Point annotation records
--
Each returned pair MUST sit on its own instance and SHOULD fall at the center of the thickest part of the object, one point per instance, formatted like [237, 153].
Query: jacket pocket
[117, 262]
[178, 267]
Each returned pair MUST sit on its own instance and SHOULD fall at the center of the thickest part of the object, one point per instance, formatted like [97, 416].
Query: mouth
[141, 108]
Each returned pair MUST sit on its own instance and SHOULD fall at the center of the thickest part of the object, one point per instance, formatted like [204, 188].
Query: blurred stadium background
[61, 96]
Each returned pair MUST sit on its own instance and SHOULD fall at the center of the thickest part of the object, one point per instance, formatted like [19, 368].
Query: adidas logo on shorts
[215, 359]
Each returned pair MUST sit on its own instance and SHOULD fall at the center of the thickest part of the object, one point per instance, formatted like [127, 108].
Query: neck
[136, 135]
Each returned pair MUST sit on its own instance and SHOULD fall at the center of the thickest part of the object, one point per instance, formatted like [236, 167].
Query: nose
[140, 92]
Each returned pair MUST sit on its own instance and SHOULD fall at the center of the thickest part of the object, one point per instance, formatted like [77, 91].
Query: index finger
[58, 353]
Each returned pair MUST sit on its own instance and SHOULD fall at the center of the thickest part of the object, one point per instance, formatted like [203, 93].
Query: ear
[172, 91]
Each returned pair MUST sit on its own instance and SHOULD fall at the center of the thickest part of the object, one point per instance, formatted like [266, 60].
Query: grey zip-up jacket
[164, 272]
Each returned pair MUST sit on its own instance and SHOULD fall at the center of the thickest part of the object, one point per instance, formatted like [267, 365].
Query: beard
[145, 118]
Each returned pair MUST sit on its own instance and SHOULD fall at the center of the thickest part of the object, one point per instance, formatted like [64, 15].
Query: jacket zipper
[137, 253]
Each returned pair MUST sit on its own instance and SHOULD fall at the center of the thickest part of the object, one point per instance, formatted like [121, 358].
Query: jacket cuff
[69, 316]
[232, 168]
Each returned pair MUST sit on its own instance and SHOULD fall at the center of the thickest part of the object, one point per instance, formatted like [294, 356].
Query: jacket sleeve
--
TASK PROMPT:
Extract each record, keeping it identical to the original.

SOLVED PROBLEM:
Each returned pair MUST sit on its own instance and SHOULD fall at the center of the thickest part of the object, one point per instance, formatted like [237, 153].
Query: jacket pocket
[117, 262]
[178, 267]
Each returned pair MUST sit on its own instance and SHOULD fall at the center of the thickest part of the object, one point per instance, formatted like [97, 416].
Query: mouth
[141, 108]
Each returned pair MUST sit on its own instance and SHOULD fall at the center of the thickest part of the object, one point per instance, formatted like [204, 188].
Query: blurred stadium background
[61, 96]
Each returned pair MUST sit on its own instance and SHOULD fall at the center of the thickest part of the object, one point per instance, formatted like [19, 368].
Query: adidas logo on shorts
[215, 359]
Each returned pair MUST sit on its own instance and SHOULD fall at the center of the thickest part of the object, one point per instance, formatted like [127, 108].
Query: neck
[136, 135]
Each returned pair MUST sit on its own instance and SHOULD fall at the center of the thickest part of the object, one point per instance, formatted like [236, 167].
Query: nose
[140, 92]
Each returned pair MUST sit on its own instance and SHOULD fall at the center of the thickest part of the object, one point per instance, formatted like [77, 91].
Query: index finger
[58, 353]
Each returned pair MUST sit on its own instance and SHOULD fall at the center of the thickest part of the object, one point per instance, formatted like [203, 93].
Query: ear
[172, 91]
Each returned pair MUST sit on its own instance and SHOULD fall at the center of the thickest part of the object, one point per instance, formatted like [266, 60].
Query: grey zip-up jacket
[164, 272]
Each returned pair MUST sit on its own instance and SHOULD fall at the center of the thickest part of the object, one point per instance, formatted like [267, 365].
Query: beard
[145, 118]
Each returned pair MUST sit on its own instance and SHOULD fall at the center of the thickest part of the object, one point per instance, formatted like [64, 15].
Query: jacket zipper
[137, 253]
Each returned pair MUST sit on its own instance and SHOULD fall at the center of the thickest part of the object, one point per instance, formatted like [121, 358].
Query: jacket cuff
[69, 316]
[232, 168]
Each returned pair MUST sit on its own instance and SHOULD fall at the center of the thickest part of the object, one point per instance, formatted like [294, 356].
Query: jacket sleeve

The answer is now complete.